— START PAGE EXTRACT —
The American Highway Safety Establishment Warms Up Some Leftovers
A group of heavy hitters in the road building and traffic safety establishment recently came out with a plan called “Toward Zero Deaths” [PDF], presented as an ambitious strategy to cut traffic fatalities in America. But don’t get too excited by the branding — the ideas inside don’t present much of a challenge to practices that have made the U.S. a shameful laggard on traffic safety compared to other affluent nations.
The document was produced by the American Association of State Highway and Transportation Officials (the body represents state DOTs), in coordination with the Federal Highway Administration and a number of safety and law enforcement groups. Take a look at what they’re proposing and it’s clear the mentality of these institutions hasn’t evolved much in the past 40 years, even as America falls farther behind countries with far safer streets.
Is it still 1975?
The report starts off stale and doesn’t get any fresher. The three main recommendations are the same ones the U.S. transportation establishment has focused on for decades:
- Increasing seat belt use and reducing drunk driving
- Improving the driving practices of young people and old people
- Regulating vehicle safety more strictly
All fine ideas that make a difference, but this formula leaves out many other strategies adopted by countries like Germany, Japan, and the UK — countries where the per capita traffic fatality rate is less than half the rate in America.
What the report notably does not do is clearly address the broader failures of street design and transportation planning. There is no overarching call for these two powerful approaches to reduce traffic violence:
- Designing streets to lower motorist speeds in thickly populated areas (while the report does mention speeding as a major factor in crashes, street design solutions are in conspicuously short supply in the list of recommendations)
— END PAGE EXTRACT —
— START SUPPLIED INFORMATION —
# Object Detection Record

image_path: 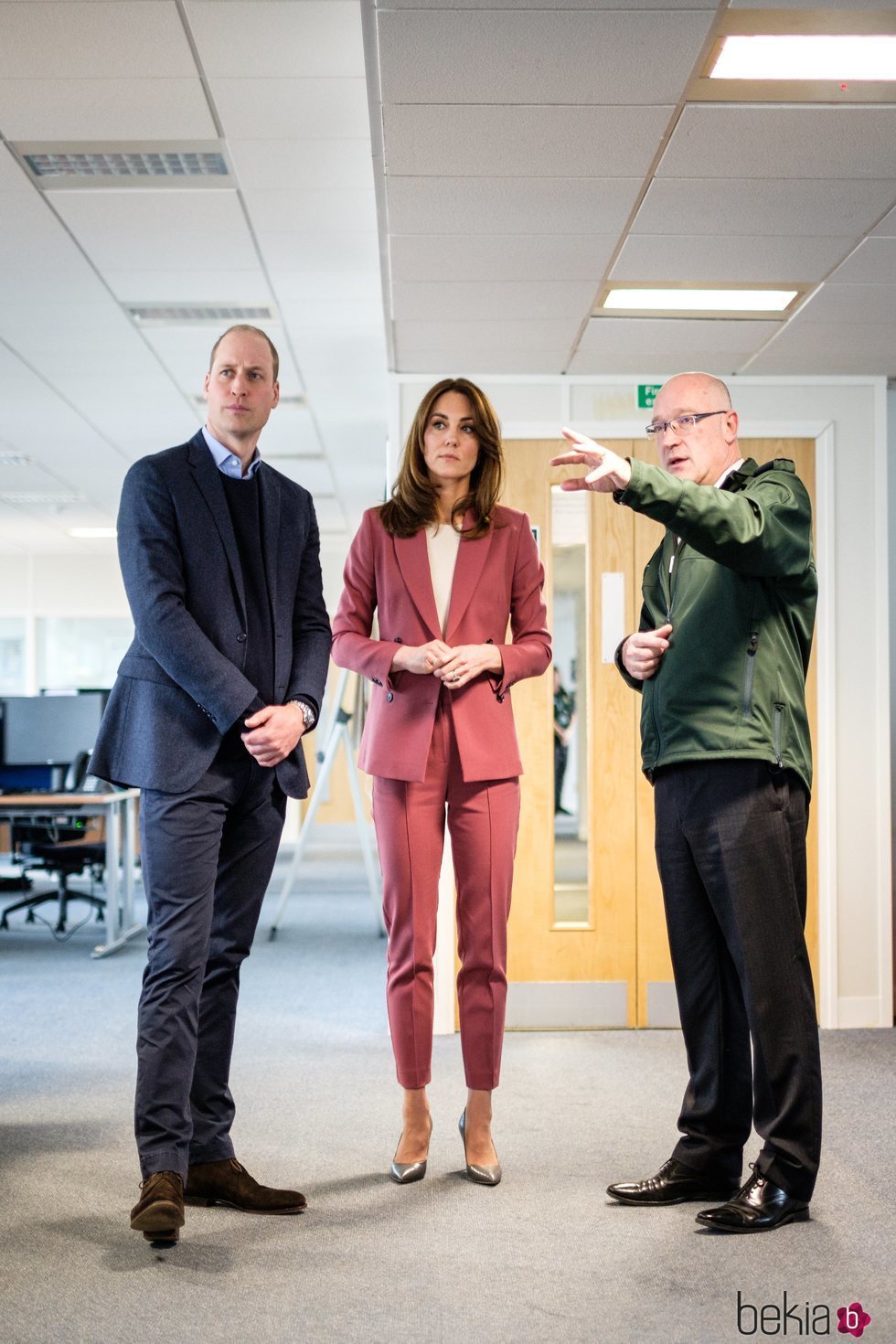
— END SUPPLIED INFORMATION —
• **TASK REQUIREMENTS**
Retype the full article on the "Toward Zero Deaths" highway safety plan, word for word, from its title to its last line.

• **CORRECT RESULT**
The American Highway Safety Establishment Warms Up Some Leftovers
A group of heavy hitters in the road building and traffic safety establishment recently came out with a plan called “Toward Zero Deaths” [PDF], presented as an ambitious strategy to cut traffic fatalities in America. But don’t get too excited by the branding — the ideas inside don’t present much of a challenge to practices that have made the U.S. a shameful laggard on traffic safety compared to other affluent nations.
The document was produced by the American Association of State Highway and Transportation Officials (the body represents state DOTs), in coordination with the Federal Highway Administration and a number of safety and law enforcement groups. Take a look at what they’re proposing and it’s clear the mentality of these institutions hasn’t evolved much in the past 40 years, even as America falls farther behind countries with far safer streets.
Is it still 1975?
The report starts off stale and doesn’t get any fresher. The three main recommendations are the same ones the U.S. transportation establishment has focused on for decades:
- Increasing seat belt use and reducing drunk driving
- Improving the driving practices of young people and old people
- Regulating vehicle safety more strictly
All fine ideas that make a difference, but this formula leaves out many other strategies adopted by countries like Germany, Japan, and the UK — countries where the per capita traffic fatality rate is less than half the rate in America.
What the report notably does not do is clearly address the broader failures of street design and transportation planning. There is no overarching call for these two powerful approaches to reduce traffic violence:
- Designing streets to lower motorist speeds in thickly populated areas (while the report does mention speeding as a major factor in crashes, street design solutions are in conspicuously short supply in the list of recommendations)